>> start

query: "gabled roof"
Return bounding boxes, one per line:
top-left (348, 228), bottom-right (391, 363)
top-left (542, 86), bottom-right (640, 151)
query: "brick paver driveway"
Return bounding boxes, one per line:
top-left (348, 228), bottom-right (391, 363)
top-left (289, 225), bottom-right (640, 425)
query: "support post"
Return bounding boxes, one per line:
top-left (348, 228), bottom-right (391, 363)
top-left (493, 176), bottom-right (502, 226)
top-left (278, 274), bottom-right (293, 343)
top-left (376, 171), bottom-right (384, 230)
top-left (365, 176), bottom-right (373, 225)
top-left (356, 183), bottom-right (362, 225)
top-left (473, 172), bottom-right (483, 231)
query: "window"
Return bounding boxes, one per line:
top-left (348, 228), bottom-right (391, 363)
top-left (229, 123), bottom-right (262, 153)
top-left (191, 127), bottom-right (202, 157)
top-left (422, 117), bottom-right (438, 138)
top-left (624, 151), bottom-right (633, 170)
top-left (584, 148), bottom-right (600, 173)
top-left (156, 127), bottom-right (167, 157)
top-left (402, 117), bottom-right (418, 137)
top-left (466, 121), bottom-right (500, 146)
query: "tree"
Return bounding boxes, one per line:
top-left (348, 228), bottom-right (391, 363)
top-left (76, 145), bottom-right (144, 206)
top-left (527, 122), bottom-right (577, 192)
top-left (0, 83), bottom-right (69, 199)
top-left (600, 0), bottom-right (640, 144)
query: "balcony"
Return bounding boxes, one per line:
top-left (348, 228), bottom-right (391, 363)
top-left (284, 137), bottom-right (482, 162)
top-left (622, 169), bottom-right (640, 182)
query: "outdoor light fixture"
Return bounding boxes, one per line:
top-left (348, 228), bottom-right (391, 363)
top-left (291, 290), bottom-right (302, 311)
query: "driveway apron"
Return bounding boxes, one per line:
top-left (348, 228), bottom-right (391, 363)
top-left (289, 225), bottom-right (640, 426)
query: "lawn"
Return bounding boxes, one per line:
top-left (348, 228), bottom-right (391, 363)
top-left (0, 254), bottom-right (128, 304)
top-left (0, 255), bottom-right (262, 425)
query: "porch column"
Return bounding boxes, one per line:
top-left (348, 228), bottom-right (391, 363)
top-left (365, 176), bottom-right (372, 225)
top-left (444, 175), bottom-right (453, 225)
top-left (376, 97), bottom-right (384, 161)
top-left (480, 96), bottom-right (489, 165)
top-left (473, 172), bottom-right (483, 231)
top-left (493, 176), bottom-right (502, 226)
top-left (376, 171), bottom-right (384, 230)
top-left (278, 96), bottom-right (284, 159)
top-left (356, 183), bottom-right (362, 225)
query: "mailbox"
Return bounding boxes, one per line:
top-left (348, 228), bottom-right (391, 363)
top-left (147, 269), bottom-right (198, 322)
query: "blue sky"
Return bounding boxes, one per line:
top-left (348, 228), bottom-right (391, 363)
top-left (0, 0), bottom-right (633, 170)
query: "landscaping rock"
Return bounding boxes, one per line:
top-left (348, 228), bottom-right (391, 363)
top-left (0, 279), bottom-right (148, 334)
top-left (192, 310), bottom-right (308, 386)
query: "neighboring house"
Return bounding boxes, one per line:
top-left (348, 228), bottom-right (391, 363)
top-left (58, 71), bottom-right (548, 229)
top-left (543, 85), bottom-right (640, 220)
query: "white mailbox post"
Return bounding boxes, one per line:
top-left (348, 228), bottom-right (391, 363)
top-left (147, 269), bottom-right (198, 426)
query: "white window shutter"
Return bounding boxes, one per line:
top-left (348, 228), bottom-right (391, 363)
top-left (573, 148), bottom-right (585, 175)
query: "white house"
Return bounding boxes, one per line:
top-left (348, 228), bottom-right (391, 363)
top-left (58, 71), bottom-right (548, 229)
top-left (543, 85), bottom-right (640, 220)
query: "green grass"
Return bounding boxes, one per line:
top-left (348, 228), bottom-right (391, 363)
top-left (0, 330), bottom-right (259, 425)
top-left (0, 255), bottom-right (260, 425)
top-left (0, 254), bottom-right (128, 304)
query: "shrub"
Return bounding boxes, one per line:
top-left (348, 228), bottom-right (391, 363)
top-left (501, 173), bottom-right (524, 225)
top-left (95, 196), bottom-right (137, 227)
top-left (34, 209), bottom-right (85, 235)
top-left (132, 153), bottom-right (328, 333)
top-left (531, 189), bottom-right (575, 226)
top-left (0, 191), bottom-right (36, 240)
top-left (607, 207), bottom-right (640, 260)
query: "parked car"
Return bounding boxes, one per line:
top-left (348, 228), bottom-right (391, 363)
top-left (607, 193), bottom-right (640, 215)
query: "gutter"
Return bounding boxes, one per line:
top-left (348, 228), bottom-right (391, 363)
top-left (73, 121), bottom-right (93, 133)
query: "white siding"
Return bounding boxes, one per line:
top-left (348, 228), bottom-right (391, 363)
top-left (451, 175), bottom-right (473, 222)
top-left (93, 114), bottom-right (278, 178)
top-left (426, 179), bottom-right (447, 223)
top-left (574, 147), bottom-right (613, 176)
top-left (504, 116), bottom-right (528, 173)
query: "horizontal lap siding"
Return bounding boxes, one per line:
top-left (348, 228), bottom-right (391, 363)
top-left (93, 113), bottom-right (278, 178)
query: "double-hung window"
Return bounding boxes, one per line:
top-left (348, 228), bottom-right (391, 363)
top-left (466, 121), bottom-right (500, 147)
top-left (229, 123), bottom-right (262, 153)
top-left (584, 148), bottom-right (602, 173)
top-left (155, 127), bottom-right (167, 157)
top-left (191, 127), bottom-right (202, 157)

>> end

Print all of the material above again, unchanged, keeping every line in its original order.

query: "gabled roof"
Return bounding boxes, one per line:
top-left (348, 228), bottom-right (391, 363)
top-left (542, 86), bottom-right (640, 151)
query: "brick paver driveway"
Return bounding boxes, one per line:
top-left (348, 228), bottom-right (391, 363)
top-left (289, 225), bottom-right (640, 425)
query: "support post"
Return bounding boxes, one per line:
top-left (348, 228), bottom-right (391, 363)
top-left (493, 176), bottom-right (502, 226)
top-left (278, 274), bottom-right (293, 343)
top-left (376, 171), bottom-right (384, 230)
top-left (365, 176), bottom-right (373, 225)
top-left (356, 183), bottom-right (362, 225)
top-left (473, 172), bottom-right (483, 231)
query: "window"
Return bounding boxes, one per line:
top-left (348, 228), bottom-right (391, 363)
top-left (229, 123), bottom-right (262, 153)
top-left (191, 127), bottom-right (202, 157)
top-left (422, 117), bottom-right (438, 138)
top-left (624, 151), bottom-right (633, 170)
top-left (584, 148), bottom-right (600, 173)
top-left (156, 127), bottom-right (167, 157)
top-left (402, 117), bottom-right (418, 137)
top-left (466, 121), bottom-right (500, 146)
query: "tree"
Return bounding boxes, one per line:
top-left (348, 228), bottom-right (391, 363)
top-left (76, 145), bottom-right (144, 206)
top-left (527, 122), bottom-right (577, 192)
top-left (0, 83), bottom-right (69, 199)
top-left (600, 0), bottom-right (640, 144)
query: "balcony"
Return bounding boxes, one per line:
top-left (348, 228), bottom-right (391, 363)
top-left (284, 137), bottom-right (482, 162)
top-left (622, 169), bottom-right (640, 182)
query: "outdoor light fixture"
Return bounding boxes, one per line:
top-left (348, 228), bottom-right (391, 363)
top-left (291, 290), bottom-right (302, 311)
query: "driveway apron"
Return bounding boxes, one per line:
top-left (348, 228), bottom-right (391, 363)
top-left (289, 225), bottom-right (640, 426)
query: "lawn"
Return bounding boxes, one per line:
top-left (348, 228), bottom-right (391, 363)
top-left (0, 254), bottom-right (128, 304)
top-left (0, 255), bottom-right (262, 425)
query: "porch column"
Return bounding boxes, one per line:
top-left (348, 228), bottom-right (391, 363)
top-left (365, 176), bottom-right (372, 225)
top-left (444, 175), bottom-right (453, 225)
top-left (376, 97), bottom-right (384, 161)
top-left (480, 96), bottom-right (489, 165)
top-left (473, 172), bottom-right (483, 231)
top-left (493, 176), bottom-right (502, 226)
top-left (376, 171), bottom-right (384, 230)
top-left (278, 96), bottom-right (284, 159)
top-left (356, 183), bottom-right (362, 225)
query: "mailbox"
Return bounding boxes, one per line:
top-left (348, 228), bottom-right (391, 363)
top-left (147, 269), bottom-right (198, 322)
query: "blue sky"
Return bounding boxes, one per line:
top-left (348, 228), bottom-right (391, 363)
top-left (0, 0), bottom-right (633, 170)
query: "landscaping rock"
Return bounding boxes, one per line:
top-left (348, 228), bottom-right (391, 363)
top-left (0, 279), bottom-right (148, 334)
top-left (192, 310), bottom-right (308, 386)
query: "neighboring house"
Return bounding boxes, one per line:
top-left (348, 228), bottom-right (391, 363)
top-left (58, 71), bottom-right (548, 229)
top-left (543, 85), bottom-right (640, 220)
query: "white mailbox post"
Return bounding boxes, one per line:
top-left (348, 228), bottom-right (391, 363)
top-left (147, 269), bottom-right (198, 426)
query: "white window shutter"
Return bounding boxes, one per line:
top-left (348, 228), bottom-right (391, 363)
top-left (573, 148), bottom-right (585, 175)
query: "white house"
Return bounding boxes, one per line:
top-left (348, 228), bottom-right (391, 363)
top-left (58, 71), bottom-right (548, 229)
top-left (543, 85), bottom-right (640, 220)
query: "green grass"
Return bounding boxes, one per line:
top-left (348, 228), bottom-right (391, 363)
top-left (0, 330), bottom-right (259, 425)
top-left (0, 255), bottom-right (260, 425)
top-left (0, 254), bottom-right (128, 304)
query: "shrub"
Return bounding boxes, one per line:
top-left (348, 228), bottom-right (391, 363)
top-left (501, 173), bottom-right (524, 225)
top-left (95, 196), bottom-right (137, 227)
top-left (34, 209), bottom-right (85, 235)
top-left (132, 153), bottom-right (328, 333)
top-left (531, 189), bottom-right (575, 226)
top-left (0, 191), bottom-right (36, 240)
top-left (607, 207), bottom-right (640, 260)
query: "parked car"
Return bounding boxes, one per line:
top-left (348, 228), bottom-right (391, 363)
top-left (607, 193), bottom-right (640, 215)
query: "gutter"
Return bounding boxes, one per line:
top-left (348, 228), bottom-right (391, 363)
top-left (73, 121), bottom-right (93, 133)
query: "white siding"
Return bounding boxes, one per line:
top-left (348, 228), bottom-right (391, 363)
top-left (451, 175), bottom-right (473, 222)
top-left (93, 114), bottom-right (278, 178)
top-left (426, 179), bottom-right (447, 223)
top-left (574, 147), bottom-right (613, 176)
top-left (504, 116), bottom-right (528, 173)
query: "horizontal lap siding"
Return bounding boxes, one per line:
top-left (348, 228), bottom-right (391, 363)
top-left (93, 113), bottom-right (278, 178)
query: "double-hung window"
Return bounding boxes, one per line:
top-left (348, 228), bottom-right (391, 363)
top-left (466, 121), bottom-right (500, 147)
top-left (229, 123), bottom-right (262, 153)
top-left (584, 148), bottom-right (602, 173)
top-left (155, 127), bottom-right (167, 157)
top-left (191, 127), bottom-right (202, 157)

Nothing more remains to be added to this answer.